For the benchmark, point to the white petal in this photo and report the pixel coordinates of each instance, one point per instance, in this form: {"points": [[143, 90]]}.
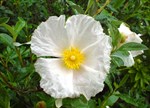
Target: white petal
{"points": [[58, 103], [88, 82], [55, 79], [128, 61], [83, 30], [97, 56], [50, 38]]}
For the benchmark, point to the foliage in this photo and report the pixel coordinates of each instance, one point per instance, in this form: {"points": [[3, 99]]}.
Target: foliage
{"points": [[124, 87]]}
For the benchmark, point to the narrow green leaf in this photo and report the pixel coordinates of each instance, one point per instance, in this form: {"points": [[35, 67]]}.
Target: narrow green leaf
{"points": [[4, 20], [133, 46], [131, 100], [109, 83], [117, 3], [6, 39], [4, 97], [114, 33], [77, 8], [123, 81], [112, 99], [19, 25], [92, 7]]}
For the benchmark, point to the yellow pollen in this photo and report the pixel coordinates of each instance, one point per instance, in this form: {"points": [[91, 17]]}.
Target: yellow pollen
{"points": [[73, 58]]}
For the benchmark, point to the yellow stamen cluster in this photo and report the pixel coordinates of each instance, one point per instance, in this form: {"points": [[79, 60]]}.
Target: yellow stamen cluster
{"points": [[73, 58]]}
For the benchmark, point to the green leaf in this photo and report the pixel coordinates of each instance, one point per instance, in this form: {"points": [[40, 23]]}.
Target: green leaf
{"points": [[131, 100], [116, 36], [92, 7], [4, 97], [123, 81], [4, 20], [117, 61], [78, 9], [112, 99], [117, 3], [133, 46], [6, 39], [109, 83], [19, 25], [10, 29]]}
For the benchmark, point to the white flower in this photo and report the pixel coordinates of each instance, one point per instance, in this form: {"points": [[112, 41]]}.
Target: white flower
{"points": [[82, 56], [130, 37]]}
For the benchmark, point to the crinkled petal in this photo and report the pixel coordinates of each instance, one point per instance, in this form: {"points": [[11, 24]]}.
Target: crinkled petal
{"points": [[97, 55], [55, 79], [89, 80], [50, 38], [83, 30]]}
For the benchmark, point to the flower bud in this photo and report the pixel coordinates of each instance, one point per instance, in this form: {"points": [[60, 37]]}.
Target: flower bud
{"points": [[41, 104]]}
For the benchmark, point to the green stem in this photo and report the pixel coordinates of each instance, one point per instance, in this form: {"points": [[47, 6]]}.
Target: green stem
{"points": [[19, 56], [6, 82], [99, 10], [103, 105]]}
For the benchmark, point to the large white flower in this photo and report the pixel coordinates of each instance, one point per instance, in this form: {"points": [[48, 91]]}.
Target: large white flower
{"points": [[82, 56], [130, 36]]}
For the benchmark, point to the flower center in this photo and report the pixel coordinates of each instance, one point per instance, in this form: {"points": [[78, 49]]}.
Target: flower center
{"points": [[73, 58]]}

============

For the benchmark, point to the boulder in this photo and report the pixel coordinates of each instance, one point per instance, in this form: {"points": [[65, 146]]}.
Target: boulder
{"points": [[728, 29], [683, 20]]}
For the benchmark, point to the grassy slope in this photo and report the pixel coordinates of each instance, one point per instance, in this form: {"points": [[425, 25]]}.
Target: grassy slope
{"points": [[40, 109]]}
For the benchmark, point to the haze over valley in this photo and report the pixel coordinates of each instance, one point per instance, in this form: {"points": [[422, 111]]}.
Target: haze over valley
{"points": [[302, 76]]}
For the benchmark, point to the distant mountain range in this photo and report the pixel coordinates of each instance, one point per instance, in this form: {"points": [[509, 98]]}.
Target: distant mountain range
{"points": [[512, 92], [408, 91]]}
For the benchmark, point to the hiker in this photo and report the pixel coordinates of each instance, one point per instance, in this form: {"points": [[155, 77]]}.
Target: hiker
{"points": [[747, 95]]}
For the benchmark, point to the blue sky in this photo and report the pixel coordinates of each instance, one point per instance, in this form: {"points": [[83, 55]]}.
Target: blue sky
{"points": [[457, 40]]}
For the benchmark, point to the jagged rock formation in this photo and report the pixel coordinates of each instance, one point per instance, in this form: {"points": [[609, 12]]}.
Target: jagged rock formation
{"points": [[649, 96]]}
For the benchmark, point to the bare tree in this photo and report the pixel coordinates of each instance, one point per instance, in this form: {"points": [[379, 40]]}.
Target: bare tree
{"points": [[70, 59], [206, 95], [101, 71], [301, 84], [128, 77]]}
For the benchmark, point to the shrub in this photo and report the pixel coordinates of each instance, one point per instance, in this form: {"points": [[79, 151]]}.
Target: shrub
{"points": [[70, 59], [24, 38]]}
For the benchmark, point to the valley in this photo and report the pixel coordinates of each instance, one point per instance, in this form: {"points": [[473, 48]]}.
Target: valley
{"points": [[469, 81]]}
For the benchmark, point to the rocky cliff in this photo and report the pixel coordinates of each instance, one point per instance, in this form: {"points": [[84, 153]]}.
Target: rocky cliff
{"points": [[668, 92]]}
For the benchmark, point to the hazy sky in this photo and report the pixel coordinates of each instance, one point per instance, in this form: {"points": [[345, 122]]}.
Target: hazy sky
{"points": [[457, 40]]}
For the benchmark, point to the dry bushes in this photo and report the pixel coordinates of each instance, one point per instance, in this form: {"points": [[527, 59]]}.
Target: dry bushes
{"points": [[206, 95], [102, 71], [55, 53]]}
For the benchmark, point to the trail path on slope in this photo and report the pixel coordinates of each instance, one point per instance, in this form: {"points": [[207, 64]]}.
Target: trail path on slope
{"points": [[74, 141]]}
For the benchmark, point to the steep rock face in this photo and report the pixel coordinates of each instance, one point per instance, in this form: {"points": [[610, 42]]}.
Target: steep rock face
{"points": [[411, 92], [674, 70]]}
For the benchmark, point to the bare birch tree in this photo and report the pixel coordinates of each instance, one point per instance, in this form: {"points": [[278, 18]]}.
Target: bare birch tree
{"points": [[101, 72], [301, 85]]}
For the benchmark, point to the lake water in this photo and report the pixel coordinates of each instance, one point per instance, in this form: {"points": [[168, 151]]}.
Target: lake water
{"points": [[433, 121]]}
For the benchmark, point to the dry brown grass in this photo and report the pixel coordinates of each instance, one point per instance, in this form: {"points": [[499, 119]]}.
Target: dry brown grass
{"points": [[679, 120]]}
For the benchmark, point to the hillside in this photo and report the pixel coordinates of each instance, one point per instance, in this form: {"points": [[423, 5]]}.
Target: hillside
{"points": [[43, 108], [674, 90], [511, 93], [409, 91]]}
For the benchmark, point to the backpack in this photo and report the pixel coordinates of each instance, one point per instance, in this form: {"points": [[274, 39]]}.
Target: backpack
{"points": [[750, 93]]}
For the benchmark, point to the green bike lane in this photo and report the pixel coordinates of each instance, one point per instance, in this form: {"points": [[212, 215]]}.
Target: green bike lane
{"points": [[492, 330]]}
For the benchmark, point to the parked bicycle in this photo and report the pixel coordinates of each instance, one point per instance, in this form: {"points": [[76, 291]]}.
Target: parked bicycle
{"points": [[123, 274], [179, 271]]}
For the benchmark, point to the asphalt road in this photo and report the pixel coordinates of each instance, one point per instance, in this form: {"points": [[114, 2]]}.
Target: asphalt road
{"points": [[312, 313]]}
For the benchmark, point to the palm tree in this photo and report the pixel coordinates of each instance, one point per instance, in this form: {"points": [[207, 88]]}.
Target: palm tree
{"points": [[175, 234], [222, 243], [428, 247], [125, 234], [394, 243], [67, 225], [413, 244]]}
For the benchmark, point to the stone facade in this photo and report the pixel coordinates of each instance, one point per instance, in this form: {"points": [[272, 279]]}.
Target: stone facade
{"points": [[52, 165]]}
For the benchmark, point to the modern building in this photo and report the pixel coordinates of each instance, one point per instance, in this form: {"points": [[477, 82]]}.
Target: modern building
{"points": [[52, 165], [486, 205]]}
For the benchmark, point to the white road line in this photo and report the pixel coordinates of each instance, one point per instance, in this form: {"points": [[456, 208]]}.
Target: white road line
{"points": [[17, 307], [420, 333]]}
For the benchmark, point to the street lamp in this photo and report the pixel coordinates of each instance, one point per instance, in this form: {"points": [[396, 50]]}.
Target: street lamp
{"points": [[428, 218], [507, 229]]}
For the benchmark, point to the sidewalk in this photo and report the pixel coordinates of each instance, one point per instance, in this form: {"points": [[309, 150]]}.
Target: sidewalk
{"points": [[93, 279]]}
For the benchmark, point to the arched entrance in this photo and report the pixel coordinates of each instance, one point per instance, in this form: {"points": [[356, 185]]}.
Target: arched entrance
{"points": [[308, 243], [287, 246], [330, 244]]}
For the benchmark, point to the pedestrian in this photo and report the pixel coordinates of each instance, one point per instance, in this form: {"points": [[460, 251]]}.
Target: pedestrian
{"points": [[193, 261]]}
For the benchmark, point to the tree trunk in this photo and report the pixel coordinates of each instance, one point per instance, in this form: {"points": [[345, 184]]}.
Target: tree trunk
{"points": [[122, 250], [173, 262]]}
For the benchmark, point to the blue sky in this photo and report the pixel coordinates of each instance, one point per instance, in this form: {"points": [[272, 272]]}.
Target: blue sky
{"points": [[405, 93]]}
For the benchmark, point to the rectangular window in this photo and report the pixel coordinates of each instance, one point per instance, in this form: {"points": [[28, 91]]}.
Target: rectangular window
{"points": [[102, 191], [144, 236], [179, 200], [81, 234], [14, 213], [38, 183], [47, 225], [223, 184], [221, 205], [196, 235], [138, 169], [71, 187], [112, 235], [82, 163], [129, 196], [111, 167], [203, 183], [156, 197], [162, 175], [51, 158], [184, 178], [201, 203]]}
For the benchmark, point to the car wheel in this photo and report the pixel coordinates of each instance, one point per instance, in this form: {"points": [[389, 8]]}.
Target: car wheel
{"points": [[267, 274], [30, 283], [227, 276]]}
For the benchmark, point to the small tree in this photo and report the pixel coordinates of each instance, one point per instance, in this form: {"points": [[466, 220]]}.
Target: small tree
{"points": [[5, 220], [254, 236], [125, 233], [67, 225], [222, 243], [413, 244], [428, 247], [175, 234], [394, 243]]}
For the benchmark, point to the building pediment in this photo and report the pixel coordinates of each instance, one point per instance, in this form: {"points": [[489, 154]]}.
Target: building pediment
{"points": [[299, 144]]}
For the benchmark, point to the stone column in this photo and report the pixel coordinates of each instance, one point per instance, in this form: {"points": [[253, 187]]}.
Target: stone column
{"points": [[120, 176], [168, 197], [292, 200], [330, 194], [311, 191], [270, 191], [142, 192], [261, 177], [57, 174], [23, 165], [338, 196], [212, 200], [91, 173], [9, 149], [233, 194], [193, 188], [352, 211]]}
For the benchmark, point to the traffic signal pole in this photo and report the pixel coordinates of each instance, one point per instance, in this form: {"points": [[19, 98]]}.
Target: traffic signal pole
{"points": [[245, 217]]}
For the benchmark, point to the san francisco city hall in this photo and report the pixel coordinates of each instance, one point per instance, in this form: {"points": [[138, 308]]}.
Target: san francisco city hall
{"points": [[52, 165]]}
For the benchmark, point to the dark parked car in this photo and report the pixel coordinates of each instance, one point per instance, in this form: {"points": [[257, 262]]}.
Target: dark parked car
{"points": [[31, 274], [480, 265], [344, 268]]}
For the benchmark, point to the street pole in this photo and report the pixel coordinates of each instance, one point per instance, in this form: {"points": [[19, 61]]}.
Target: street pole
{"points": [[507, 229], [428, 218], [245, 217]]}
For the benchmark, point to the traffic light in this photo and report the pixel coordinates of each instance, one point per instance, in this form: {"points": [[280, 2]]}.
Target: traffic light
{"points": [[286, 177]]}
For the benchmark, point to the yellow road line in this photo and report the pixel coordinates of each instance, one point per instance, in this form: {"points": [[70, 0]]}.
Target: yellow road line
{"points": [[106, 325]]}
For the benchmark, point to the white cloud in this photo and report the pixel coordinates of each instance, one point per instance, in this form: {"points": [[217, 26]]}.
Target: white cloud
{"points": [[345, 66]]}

============

### STATED GOAL
Reproduce the data lines from the one containing "For the benchmark, point to the stone column" through the one containing "Target: stone column", inclusive, with "stone column" changed to "marble pillar" and nothing else altered.

### PROBLEM SOLUTION
For the benchmark, point to the marble pillar in this photo and report the pixel coordinates of each instance, one point per instance, in this form: {"points": [[253, 187]]}.
Target: marble pillar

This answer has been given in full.